DOCUMENT EXTRACT

Does this mean I’ll never eat bread again?  Nope.  I love me a Diamondbacks Hot Dog.  I love a good hamburger out with friends.  Pasta. Enchiladas. I love “bread.” What this means is that I am going to do my utmost to not eat bread except for special occasions.  We grilled burgers the other night and I made mine the exact same way I always have, except I ate it with a fork and knife because it wasn’t between two halves of a bun.  I now buy bread that I don’t care for, but Mister likes, and I keep things like burger buns in the freezer and thaw 1 or 2 out for Mister. We had dinner out with friends a few days ago and they served biscuits. I had half of one. It wasn’t good enough for me to finish the other half.

Bread is not the only change I’ve made.  As things run out I have either stopped buying them completely, or I’ve changed over to a “whole food” or “organic” variety.  I just now realized I haven’t had a potato chip in all this time, and I love potato chips.  I know there are some in the cabinet (lunch size bags), but I have no craving for them.  I’ve switched from half-and-half in my coffee to unsweetened almond milk.  I honestly cannot taste the difference.  Which brings me to my next thought.

I try to never say “never.”  LOL  I’m not going to say I’ll never give up dairy.  I love milk, and cheese, but I have eaten less of it over the past couple of weeks, without trying.  I’m not going to say I’ll never give up grains.  Right now I’m making refrigerator oatmeal a couple of times a week.  I guess what I’m trying to say here is that I’m not going to be anal about it. I’m just going to go with this and see where it takes me.  I will say there are some things in my pantry that have never been there before (ghee, coconut oil, chia seeds) and I’m eating things like spinach and kale for breakfast.  The only hard part so far is not being lazy with the cooking because we’re in the 115 degree days here in Arizona, but I’m trying to make things that will last 3 meals or so, like Crock Pot Pulled Pork.

RECORDED INFORMATION
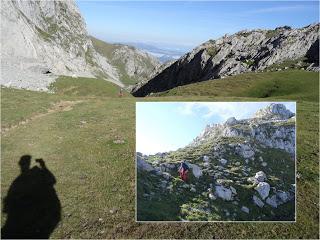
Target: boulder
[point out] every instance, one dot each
(143, 165)
(257, 201)
(224, 193)
(272, 201)
(283, 196)
(245, 209)
(231, 121)
(276, 111)
(166, 175)
(233, 190)
(260, 176)
(223, 161)
(212, 196)
(263, 189)
(206, 158)
(196, 170)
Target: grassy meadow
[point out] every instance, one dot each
(85, 134)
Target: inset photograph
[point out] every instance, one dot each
(215, 161)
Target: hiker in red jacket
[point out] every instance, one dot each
(183, 171)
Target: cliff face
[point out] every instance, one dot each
(42, 39)
(239, 170)
(132, 64)
(245, 51)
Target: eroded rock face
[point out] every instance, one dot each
(224, 193)
(244, 51)
(263, 189)
(38, 35)
(226, 169)
(143, 165)
(274, 111)
(196, 170)
(274, 127)
(257, 201)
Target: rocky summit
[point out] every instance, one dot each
(41, 40)
(245, 51)
(240, 170)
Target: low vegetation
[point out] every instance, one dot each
(95, 172)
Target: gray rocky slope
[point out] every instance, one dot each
(245, 51)
(41, 40)
(133, 65)
(240, 170)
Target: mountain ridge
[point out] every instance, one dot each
(42, 40)
(240, 170)
(244, 51)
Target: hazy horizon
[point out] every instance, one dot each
(178, 123)
(183, 25)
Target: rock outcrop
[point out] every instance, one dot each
(132, 64)
(245, 51)
(236, 172)
(41, 40)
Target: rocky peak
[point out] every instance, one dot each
(274, 111)
(44, 39)
(245, 51)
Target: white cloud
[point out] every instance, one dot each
(222, 110)
(276, 9)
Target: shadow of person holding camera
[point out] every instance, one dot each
(32, 206)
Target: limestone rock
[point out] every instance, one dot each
(196, 170)
(263, 189)
(143, 165)
(257, 201)
(260, 176)
(241, 52)
(224, 193)
(245, 209)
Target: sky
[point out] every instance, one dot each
(167, 126)
(186, 24)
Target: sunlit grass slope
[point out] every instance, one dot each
(95, 173)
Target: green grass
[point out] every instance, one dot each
(212, 51)
(293, 84)
(106, 49)
(85, 87)
(94, 175)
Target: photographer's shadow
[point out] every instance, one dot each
(32, 206)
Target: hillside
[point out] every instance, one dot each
(245, 51)
(93, 163)
(132, 64)
(296, 84)
(240, 170)
(44, 39)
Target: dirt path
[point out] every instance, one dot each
(61, 106)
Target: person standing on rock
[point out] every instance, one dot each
(183, 170)
(121, 92)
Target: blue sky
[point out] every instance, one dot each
(186, 24)
(166, 126)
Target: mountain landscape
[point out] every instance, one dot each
(60, 103)
(164, 54)
(42, 40)
(246, 51)
(240, 170)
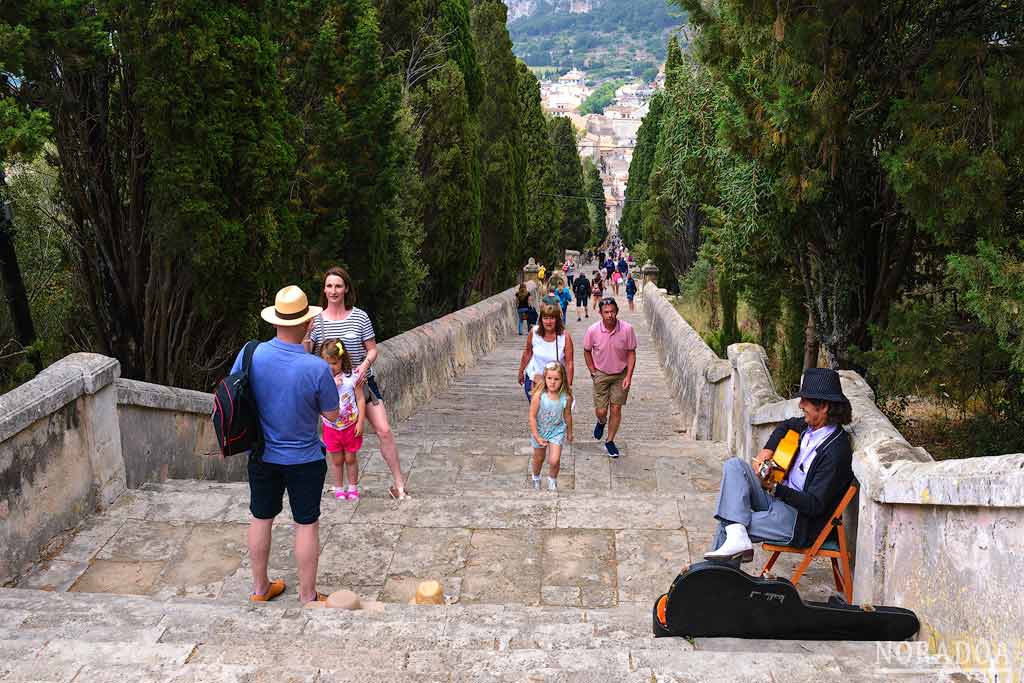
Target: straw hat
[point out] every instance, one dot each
(344, 600)
(428, 593)
(290, 308)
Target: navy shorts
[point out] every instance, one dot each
(304, 483)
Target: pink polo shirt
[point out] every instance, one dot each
(610, 348)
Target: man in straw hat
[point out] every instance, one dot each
(795, 511)
(292, 390)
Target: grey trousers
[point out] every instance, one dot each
(742, 501)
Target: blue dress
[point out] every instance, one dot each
(551, 420)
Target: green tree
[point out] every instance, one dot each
(23, 132)
(574, 226)
(432, 47)
(630, 225)
(355, 156)
(503, 187)
(169, 193)
(598, 213)
(541, 227)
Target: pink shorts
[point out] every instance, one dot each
(341, 440)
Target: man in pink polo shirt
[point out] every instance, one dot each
(610, 350)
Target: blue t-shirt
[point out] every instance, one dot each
(292, 388)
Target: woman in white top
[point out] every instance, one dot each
(341, 319)
(548, 341)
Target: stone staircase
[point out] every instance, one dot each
(542, 586)
(73, 636)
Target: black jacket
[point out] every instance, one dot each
(582, 287)
(829, 476)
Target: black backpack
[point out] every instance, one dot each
(236, 418)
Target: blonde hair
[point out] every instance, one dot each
(334, 349)
(563, 390)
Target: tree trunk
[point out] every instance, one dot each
(811, 344)
(13, 284)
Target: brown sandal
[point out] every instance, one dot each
(276, 588)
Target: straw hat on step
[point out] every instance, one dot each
(428, 593)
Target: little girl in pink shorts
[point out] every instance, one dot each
(343, 437)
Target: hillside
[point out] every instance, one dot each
(606, 38)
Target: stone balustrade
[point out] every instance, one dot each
(944, 539)
(76, 436)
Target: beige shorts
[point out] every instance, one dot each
(608, 389)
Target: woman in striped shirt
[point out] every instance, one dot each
(341, 319)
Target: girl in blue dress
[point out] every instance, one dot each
(550, 422)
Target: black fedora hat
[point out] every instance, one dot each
(821, 384)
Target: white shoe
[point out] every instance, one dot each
(736, 547)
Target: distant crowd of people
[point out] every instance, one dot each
(314, 388)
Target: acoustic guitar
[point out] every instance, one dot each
(776, 467)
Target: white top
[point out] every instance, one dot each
(353, 332)
(545, 352)
(348, 409)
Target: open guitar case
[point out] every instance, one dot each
(716, 600)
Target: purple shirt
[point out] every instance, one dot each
(809, 443)
(610, 348)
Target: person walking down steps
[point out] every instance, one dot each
(610, 351)
(550, 422)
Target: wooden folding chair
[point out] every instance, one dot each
(830, 543)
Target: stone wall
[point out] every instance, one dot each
(167, 433)
(944, 539)
(59, 456)
(698, 379)
(417, 365)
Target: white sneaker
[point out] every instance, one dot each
(736, 547)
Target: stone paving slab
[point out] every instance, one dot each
(547, 587)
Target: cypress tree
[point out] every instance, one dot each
(541, 231)
(503, 197)
(442, 89)
(574, 227)
(355, 157)
(630, 225)
(598, 213)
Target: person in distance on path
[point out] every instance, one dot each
(610, 350)
(581, 288)
(751, 509)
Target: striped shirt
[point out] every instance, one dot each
(353, 332)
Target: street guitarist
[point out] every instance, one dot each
(793, 507)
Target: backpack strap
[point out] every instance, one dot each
(247, 355)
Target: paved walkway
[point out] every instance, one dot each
(542, 586)
(616, 532)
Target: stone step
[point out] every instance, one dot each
(49, 636)
(283, 660)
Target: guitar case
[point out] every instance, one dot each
(715, 600)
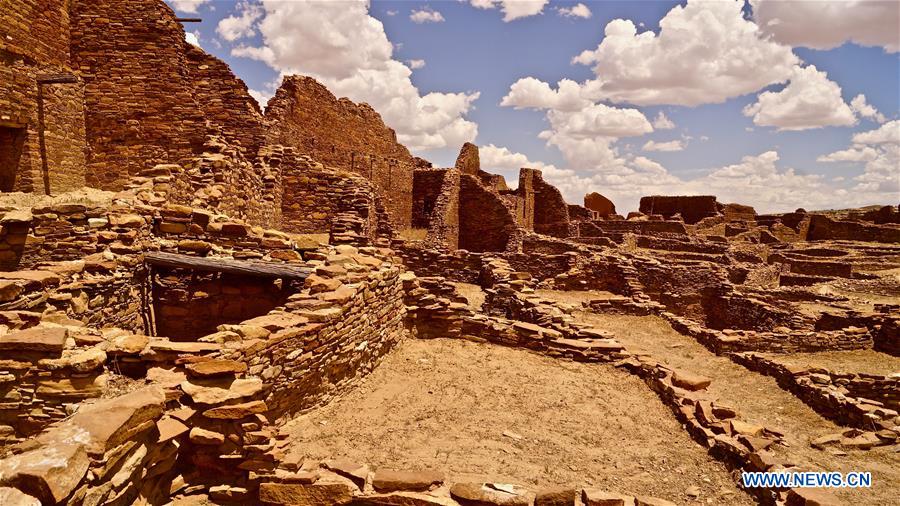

TASK TO CARRY OUT
Pick up the piece above about cutting back on bread and changing eating habits, continuing from its last sentence.

YOUR RESPONSE
Even as things slowly change I know there are certain things I need to seriously consider giving up.  Right now I’m contemplating artificial sweetener.   This one will seriously impact my life.  I love Starbucks’ Skinny Vanilla Lattes.  Starbucks does not serve almond milk (and I’ve tried soy with a yuck outcome) and their skinny sweeteners are made with artificial sweetener.  So for now when I get a Starbucks it’s just their shaken black tea, no classic 😉  I do have some of the Torani Sugar-Free French Vanilla that I use at home.  I used to be a 3-pump girl, now I’m a 2-pump girl.  I have one more bottle in my pantry, and I’ll switch to 1-pump when I open that one, and then none.  That seems so impossible to me now.

Next will come the physical part.  Stitching, quilting, reading, they’re all so sedentary and I have no intention of giving up any of them.  I have a membership at our local YMCA and next Tuesday after I have my follow-up dental appointment – and hopefully all the stitches are removed – I’m headed over there to talk to a personal trainer.

So how is all of this going to impact my blog.  I’ll be posting numbers and recipes, and the occasional photo.  Sort of like this 😀

Crock Pot Pulled Pork

3-4 lb pork shoulder
1 tbsp paprika
1 tbsp chili powder
1 tsp garlic powder
1/2 tsp sea or kosher salt
1/2 tsp pepper – freshly cracked pepper has the most flavor
1/2 cup water
2 Tbsp honey or agave
1/2 tsp liquid smoke

Massage the salt into both sides of the roast. Mix the other spices together and rub into both sides of your roast. Place in the slowcooker. Mix your liquid smoke, agave/honey and water together and pour over the roast. Cover. Set the cooker to low, and allow to cook 8-10 hours.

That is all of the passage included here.